───── Material

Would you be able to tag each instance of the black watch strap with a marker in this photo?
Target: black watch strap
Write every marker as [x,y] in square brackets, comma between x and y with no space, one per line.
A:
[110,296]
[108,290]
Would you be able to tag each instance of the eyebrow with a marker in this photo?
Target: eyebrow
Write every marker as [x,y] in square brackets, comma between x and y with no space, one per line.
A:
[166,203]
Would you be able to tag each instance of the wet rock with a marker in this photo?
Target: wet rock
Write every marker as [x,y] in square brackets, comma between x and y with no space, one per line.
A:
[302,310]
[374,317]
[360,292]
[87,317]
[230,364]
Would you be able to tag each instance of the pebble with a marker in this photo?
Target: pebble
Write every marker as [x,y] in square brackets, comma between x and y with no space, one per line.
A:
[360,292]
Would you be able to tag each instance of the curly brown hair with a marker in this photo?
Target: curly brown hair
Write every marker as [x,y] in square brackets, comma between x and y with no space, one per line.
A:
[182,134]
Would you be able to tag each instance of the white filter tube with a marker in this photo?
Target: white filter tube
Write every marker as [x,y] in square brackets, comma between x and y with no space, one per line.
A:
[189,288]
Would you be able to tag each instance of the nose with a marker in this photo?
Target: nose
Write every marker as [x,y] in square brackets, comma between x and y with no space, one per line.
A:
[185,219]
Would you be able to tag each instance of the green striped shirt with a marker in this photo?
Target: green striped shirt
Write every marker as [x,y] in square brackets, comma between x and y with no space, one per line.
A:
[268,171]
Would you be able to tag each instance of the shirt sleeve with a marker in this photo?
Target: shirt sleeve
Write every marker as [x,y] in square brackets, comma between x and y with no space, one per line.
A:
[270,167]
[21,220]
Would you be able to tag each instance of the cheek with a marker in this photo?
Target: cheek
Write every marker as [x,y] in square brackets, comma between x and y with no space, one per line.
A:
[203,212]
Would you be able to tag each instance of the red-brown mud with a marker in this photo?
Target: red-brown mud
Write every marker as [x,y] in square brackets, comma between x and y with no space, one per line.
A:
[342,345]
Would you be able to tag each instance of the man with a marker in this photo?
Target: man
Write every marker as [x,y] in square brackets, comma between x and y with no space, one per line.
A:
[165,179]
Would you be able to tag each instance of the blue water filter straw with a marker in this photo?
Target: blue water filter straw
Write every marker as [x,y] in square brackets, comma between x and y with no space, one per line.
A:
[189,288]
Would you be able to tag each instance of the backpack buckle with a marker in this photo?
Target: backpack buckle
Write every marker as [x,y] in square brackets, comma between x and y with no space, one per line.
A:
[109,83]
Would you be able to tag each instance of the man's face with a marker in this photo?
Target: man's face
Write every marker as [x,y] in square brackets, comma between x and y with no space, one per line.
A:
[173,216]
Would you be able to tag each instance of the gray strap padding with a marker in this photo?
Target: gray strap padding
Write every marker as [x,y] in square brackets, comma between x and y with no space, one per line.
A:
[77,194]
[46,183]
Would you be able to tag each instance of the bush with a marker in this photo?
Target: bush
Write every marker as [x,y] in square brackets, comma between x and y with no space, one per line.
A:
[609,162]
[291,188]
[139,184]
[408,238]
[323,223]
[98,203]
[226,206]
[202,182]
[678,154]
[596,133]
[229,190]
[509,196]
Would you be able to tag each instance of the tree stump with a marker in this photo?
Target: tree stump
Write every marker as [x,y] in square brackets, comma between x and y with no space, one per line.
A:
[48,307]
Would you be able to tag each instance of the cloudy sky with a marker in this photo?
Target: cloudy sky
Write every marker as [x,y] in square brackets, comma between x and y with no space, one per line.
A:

──────────

- Directions for this task: Write out the full set of records exactly as given.

- Output:
Would you be able to tag each instance of the black watch strap with a marker in this photo?
Target: black watch strap
Write every marker as [x,y] in square brackets, comma between x and y with no space, one per line.
A:
[110,296]
[108,290]
Would you be able to tag each instance of the eyebrow with a marker in this photo?
Target: eyebrow
Write every marker as [x,y] in square brackets, comma between x and y with no space, one per line.
A:
[166,203]
Would you be able to tag each instance of the wet rock with a marker in this photo?
Target: wet rock
Write every marker as [x,y] in square brackets, comma between x and y with no space, one per line.
A:
[302,310]
[374,317]
[360,292]
[87,317]
[230,364]
Would you be able to tag each instance of the pebble with a marker in this photo?
Target: pebble
Write every marker as [x,y] in square brackets, comma between x and y with no space, one per line.
A:
[360,292]
Would you be able to tag each instance of the curly brown hair with a marker in this photo?
Target: curly brown hair
Write every marker as [x,y] in square brackets, comma between x and y with no space, one per line.
A:
[182,134]
Would you be able to tag each instance of the white filter tube with a marker in this photo?
Target: white filter tube
Write every marker as [x,y] in square brackets, comma between x and y with no space, one per line.
A:
[189,288]
Would you be able to tag each instance of the nose with a marker in this photo?
Target: nose
Write every marker as [x,y] in square brackets, comma between x and y with no space, one per line.
A:
[185,219]
Would you be able to tag each instance of the green striped shirt with a marker in this photo?
Target: green striped shirt
Write every marker as [x,y] in square brackets, comma between x and y with no space, one per line.
A:
[268,171]
Would you be able to tag each instance of the shirt sleeve with a marker in this photo?
Target: shirt sleeve
Write every marker as [x,y] in square brackets, comma between x and y with no space, one per line.
A:
[270,167]
[21,220]
Would you be able to tag each instance of the cheek with a marker in this photo?
Target: cheek
Write every marker as [x,y] in square brackets, comma between x and y with no space, one per line.
A:
[203,212]
Would you be able to tag each instance of the red-brown mud with a marker in this photo?
Target: red-brown mud
Write every marker as [x,y] in square brackets, comma between x and y with no space, one per line.
A:
[342,345]
Would you be able to tag each instance of the man with a marker in this photo?
Target: man
Write every marker as [x,y] in square brackets, comma between x and y with no space, one per line.
A:
[165,179]
Would you be able to tag each instance of the blue water filter straw with a marker in this photo?
Target: blue water filter straw
Write every marker as [x,y] in square brackets, comma between x and y with no space, one per line.
A:
[189,288]
Would you be able to tag each instance of the backpack buckle with a marker in this photo?
Target: backpack buckle
Write every marker as [x,y] in square brackets, comma between x and y with no space, one per line.
A:
[109,83]
Would you be able to tag each instance of the man's face with a marker in this photo?
Target: man's face
Write every marker as [x,y] in square brackets, comma between x and y with no space, one per line.
A:
[173,216]
Would you be able to tag each instance of the gray strap padding with a marker in this photo?
Target: gray strap padding
Write every marker as [x,y] in square brackets, comma between x and y with no space, one per line.
A:
[77,194]
[46,183]
Would you be able to tag each instance of the bush with a marker in this photo?
Target: bush
Write every marker as [x,y] in square brackets, comma between x and y with no space, one per line.
A:
[609,162]
[291,188]
[139,184]
[408,238]
[323,223]
[98,203]
[226,206]
[202,182]
[678,154]
[596,133]
[229,190]
[509,196]
Would you be able to tag each instance of the tree stump with a marker in this photo?
Target: tree stump
Write every marker as [x,y] in square brackets, comma between x and y with no space, one per line.
A:
[48,307]
Would you be able to tag each instance of the cloudy sky with a marker in this photo?
Target: cloudy sky
Write every marker as [x,y] in square brackets, comma between x and y with no space, one per line.
A:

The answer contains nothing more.